• Material provided:
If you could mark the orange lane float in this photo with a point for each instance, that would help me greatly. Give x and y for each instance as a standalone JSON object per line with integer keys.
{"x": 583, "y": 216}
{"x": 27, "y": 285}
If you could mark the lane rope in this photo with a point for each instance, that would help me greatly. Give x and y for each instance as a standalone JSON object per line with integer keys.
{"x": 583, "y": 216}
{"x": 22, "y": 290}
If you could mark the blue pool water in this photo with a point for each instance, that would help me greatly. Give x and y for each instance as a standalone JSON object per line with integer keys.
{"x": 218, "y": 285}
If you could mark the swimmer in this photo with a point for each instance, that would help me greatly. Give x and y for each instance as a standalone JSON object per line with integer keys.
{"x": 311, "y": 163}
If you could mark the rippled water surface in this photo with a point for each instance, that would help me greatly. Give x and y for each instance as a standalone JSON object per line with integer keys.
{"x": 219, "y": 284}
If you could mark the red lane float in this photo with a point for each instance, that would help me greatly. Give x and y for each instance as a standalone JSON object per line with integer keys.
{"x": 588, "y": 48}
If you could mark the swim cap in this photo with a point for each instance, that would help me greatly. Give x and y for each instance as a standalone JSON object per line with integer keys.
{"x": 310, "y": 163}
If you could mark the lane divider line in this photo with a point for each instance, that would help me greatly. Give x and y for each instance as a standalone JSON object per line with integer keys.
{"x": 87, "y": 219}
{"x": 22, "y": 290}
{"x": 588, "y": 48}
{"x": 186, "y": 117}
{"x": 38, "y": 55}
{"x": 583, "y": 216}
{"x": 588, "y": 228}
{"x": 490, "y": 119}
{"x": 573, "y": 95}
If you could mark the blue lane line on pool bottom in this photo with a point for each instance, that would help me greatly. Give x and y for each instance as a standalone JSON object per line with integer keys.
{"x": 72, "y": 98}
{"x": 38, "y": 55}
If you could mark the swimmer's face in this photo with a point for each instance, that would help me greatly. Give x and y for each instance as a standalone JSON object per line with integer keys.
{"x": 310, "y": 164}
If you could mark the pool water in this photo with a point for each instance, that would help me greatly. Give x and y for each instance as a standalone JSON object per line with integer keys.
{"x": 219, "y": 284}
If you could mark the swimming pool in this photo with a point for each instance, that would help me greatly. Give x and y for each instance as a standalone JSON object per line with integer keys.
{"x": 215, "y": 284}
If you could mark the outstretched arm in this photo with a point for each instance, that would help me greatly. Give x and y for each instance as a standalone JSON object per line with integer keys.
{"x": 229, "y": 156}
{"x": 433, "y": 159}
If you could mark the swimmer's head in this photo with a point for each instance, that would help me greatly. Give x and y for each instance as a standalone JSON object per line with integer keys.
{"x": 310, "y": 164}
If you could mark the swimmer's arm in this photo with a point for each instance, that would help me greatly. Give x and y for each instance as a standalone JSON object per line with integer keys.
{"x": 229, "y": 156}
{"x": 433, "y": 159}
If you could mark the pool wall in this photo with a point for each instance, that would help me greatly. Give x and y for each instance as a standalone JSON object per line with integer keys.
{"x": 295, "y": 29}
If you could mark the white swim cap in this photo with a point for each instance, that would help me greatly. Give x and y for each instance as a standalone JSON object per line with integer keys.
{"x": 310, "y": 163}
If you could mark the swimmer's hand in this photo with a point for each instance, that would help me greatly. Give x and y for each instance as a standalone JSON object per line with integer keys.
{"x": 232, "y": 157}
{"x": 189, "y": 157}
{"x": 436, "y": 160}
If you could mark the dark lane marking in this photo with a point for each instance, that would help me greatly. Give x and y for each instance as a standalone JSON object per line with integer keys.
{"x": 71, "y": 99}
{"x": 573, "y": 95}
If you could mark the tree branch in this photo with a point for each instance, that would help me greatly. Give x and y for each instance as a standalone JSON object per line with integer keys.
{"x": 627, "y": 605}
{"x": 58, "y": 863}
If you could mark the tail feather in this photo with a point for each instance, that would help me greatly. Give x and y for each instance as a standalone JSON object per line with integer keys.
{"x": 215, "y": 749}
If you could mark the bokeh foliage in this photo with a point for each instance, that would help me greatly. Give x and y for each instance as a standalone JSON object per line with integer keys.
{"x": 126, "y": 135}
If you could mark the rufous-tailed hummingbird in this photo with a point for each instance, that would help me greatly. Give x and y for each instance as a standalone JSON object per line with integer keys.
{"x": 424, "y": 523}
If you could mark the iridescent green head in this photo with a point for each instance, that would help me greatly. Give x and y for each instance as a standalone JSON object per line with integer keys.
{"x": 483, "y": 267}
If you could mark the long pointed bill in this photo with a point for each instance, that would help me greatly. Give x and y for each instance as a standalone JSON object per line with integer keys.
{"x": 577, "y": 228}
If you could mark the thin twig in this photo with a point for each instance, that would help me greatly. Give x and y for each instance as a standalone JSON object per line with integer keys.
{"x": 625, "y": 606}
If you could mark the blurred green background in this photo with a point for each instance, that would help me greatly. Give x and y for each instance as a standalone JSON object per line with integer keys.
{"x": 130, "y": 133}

---

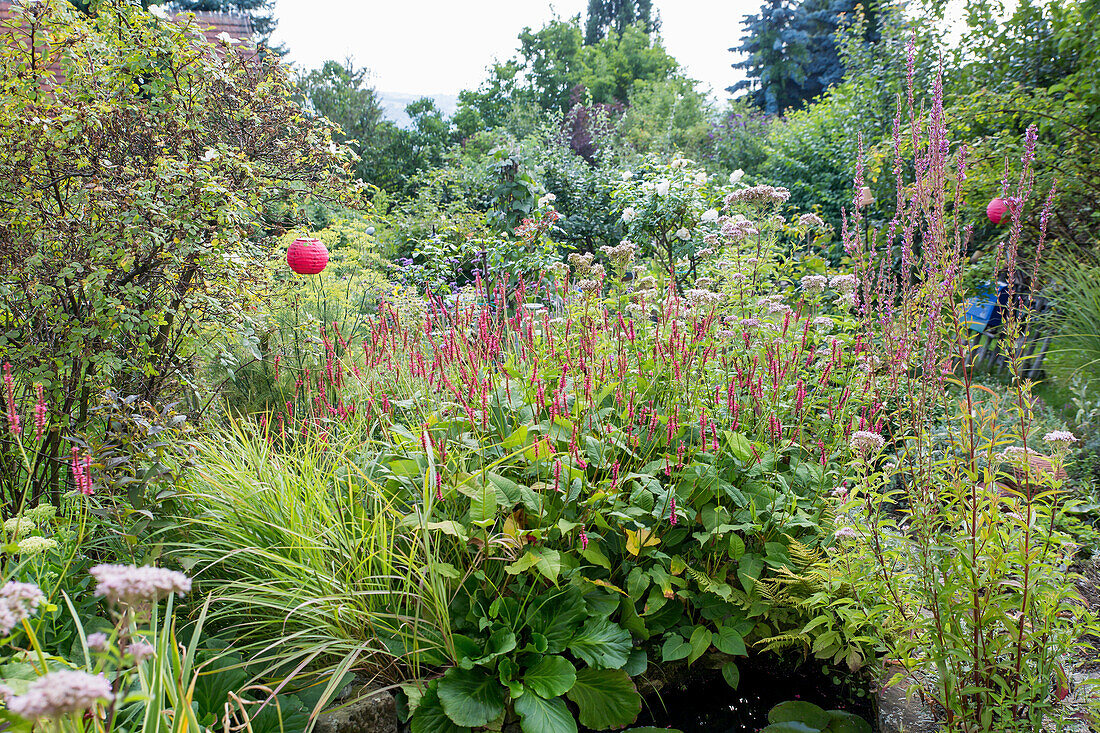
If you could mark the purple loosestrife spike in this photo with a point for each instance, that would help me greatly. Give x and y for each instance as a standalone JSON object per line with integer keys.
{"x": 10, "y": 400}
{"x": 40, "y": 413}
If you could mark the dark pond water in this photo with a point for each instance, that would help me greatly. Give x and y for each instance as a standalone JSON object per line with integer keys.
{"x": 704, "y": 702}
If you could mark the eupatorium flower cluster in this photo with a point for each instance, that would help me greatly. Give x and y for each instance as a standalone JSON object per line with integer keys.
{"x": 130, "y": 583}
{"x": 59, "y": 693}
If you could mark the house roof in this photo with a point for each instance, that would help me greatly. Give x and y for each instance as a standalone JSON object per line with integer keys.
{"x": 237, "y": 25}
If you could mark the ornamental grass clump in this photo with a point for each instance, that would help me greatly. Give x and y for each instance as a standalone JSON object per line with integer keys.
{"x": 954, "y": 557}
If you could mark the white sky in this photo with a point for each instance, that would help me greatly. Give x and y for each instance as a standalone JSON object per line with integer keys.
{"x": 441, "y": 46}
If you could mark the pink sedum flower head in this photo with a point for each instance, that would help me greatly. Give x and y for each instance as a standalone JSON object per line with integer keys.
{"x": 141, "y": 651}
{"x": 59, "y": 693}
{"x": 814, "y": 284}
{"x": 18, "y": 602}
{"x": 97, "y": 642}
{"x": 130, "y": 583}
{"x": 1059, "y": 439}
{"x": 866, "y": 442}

* * *

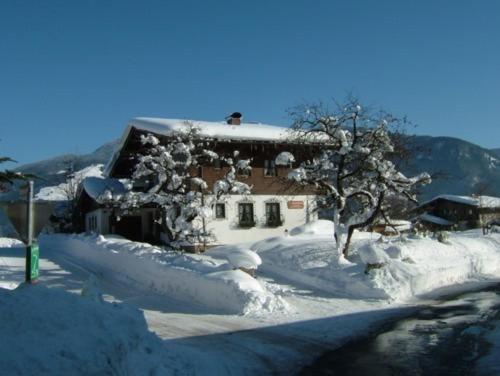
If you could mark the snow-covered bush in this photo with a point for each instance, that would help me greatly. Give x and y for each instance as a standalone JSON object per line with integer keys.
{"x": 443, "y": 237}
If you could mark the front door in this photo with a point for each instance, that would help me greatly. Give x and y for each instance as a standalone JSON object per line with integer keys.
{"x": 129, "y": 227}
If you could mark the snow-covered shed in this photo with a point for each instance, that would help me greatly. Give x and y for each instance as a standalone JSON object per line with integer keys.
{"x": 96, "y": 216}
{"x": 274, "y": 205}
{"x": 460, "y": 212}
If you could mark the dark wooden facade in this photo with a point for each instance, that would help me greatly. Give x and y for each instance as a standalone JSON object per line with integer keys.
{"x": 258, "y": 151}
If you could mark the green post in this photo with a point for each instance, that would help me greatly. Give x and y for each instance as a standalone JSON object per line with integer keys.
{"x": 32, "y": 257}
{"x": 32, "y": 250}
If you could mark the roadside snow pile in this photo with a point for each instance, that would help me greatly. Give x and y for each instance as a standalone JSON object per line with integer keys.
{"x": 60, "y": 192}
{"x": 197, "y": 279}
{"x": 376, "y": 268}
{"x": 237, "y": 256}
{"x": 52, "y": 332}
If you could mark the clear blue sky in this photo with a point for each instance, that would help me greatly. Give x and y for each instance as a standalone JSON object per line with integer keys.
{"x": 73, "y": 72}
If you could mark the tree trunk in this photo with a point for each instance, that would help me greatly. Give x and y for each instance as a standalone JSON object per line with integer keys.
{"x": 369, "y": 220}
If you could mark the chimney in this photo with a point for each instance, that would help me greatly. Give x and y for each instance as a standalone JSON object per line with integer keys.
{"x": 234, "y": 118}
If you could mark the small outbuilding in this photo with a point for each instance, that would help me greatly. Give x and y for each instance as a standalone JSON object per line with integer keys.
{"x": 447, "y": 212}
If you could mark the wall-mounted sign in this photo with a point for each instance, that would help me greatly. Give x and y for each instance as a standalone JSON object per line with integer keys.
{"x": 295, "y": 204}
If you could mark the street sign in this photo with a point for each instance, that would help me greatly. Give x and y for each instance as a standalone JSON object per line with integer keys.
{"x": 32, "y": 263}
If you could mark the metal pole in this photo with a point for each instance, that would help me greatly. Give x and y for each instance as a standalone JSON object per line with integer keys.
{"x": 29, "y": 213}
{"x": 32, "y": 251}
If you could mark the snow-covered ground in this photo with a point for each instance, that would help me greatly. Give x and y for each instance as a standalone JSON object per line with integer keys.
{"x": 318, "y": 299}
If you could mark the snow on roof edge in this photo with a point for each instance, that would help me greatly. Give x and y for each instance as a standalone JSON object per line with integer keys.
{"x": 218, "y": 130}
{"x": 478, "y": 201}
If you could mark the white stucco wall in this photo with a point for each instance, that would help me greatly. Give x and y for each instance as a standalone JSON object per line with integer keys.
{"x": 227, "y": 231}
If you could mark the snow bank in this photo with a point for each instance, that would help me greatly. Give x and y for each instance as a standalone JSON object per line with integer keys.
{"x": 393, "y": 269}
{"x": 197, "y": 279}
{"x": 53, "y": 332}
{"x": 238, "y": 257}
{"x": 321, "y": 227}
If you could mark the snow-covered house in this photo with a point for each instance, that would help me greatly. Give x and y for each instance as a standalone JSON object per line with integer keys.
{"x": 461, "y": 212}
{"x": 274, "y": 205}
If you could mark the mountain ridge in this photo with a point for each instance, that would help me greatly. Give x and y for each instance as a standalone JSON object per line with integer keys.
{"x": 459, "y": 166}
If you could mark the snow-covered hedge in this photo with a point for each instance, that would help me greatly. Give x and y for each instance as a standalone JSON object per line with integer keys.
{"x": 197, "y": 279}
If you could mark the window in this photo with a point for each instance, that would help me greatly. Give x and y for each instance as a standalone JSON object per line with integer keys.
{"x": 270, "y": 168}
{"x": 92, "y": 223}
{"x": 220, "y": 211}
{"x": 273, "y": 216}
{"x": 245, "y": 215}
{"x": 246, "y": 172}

• Goal:
Count the lines in the items above that contain the word "green", treating uppercase and lowercase as different. Reply with the number alone.

• Written response:
3